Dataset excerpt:
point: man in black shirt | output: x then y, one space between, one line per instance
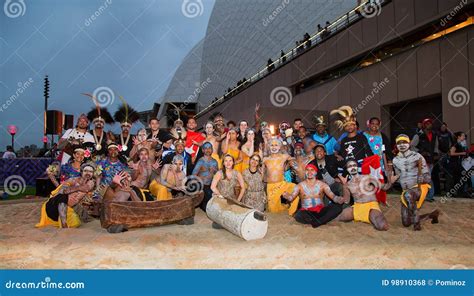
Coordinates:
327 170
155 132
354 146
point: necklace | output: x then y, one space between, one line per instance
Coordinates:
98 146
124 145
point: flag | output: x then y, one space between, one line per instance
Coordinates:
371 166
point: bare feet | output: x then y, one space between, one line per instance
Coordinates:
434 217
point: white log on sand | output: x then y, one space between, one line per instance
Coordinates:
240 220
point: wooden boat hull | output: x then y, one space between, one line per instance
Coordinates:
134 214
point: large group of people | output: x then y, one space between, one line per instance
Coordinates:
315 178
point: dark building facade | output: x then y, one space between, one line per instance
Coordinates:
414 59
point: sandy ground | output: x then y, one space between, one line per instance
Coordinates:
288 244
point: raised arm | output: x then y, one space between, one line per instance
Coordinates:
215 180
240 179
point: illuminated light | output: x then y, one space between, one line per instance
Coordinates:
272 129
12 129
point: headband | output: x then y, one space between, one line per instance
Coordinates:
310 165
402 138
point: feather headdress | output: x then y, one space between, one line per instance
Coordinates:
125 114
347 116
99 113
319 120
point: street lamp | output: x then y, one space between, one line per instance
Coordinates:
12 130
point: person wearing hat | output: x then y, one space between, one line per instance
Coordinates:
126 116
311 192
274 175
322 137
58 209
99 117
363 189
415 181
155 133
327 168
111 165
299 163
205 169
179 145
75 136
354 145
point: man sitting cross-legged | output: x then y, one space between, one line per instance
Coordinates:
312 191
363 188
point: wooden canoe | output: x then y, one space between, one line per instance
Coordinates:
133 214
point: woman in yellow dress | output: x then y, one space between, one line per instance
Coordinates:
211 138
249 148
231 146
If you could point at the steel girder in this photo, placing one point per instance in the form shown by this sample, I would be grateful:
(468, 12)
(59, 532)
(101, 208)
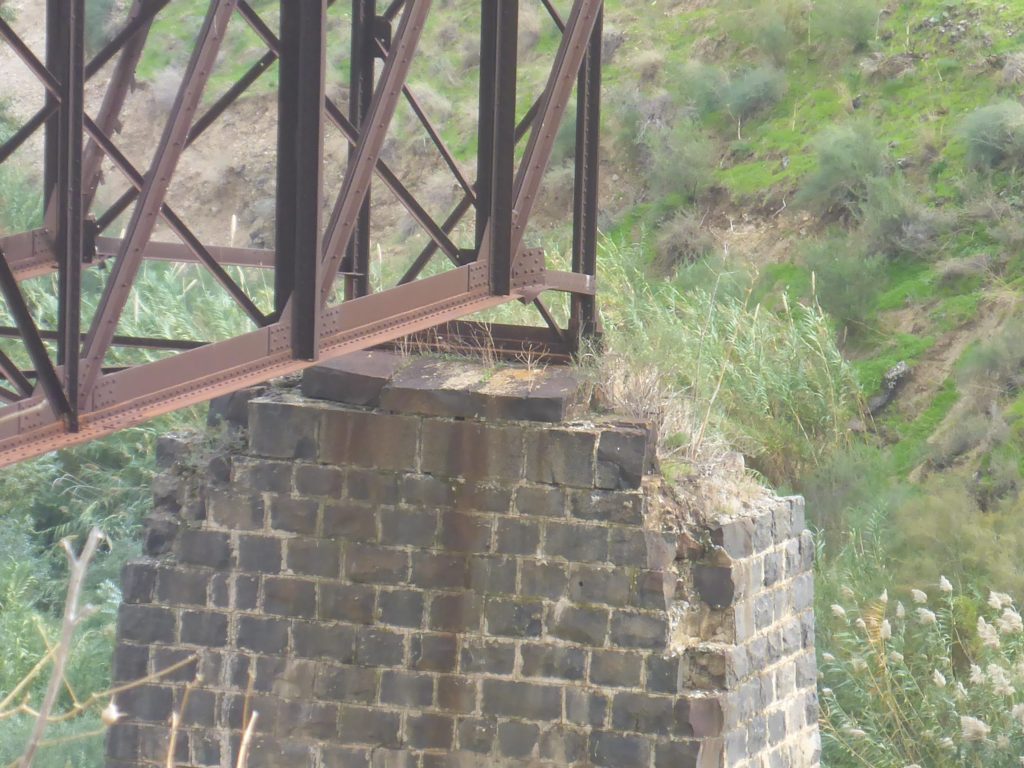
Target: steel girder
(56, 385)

== TASK OBJECTIVE ==
Shift every coordinate in the answers by adding 131 to each number, and write out again the stretch from the line containing "point: illuminated light" through the end of the entries, keeping the requests unchanged. Leave the pictures out.

== EXERCISE RESULT ==
point: illuminated light | output: x then y, one space between, one line per instance
Coordinates:
403 260
143 260
point: headband | output: x then y, one space between, one line per instance
Coordinates:
441 296
533 269
point: feather headdress | output: x then y, one space between, one line per instance
Coordinates:
256 245
478 247
230 244
450 251
point: street lamp | output: x then y, one space between, one line per instance
Coordinates:
143 261
point: person wearing hat | output: x then y, one space between, one line per instance
Coordinates:
257 247
442 323
405 306
453 268
189 340
230 248
494 320
546 312
286 264
458 299
242 296
430 294
336 300
310 276
206 267
485 276
point: man sitting cross-legged | output: x then y, one space between, one line per instance
Coordinates:
443 322
494 319
point: wooden canoe | output: x then y, one space between, one line per instance
Coordinates:
264 345
point: woman in yellow dress | output: x then y, one space between, one line per instance
Coordinates:
342 269
380 279
362 277
If you could point at the steel girder in this photo, placing one point per instance in the form shown by this sample, I would be grateful:
(468, 12)
(59, 532)
(101, 208)
Target: steel girder
(187, 516)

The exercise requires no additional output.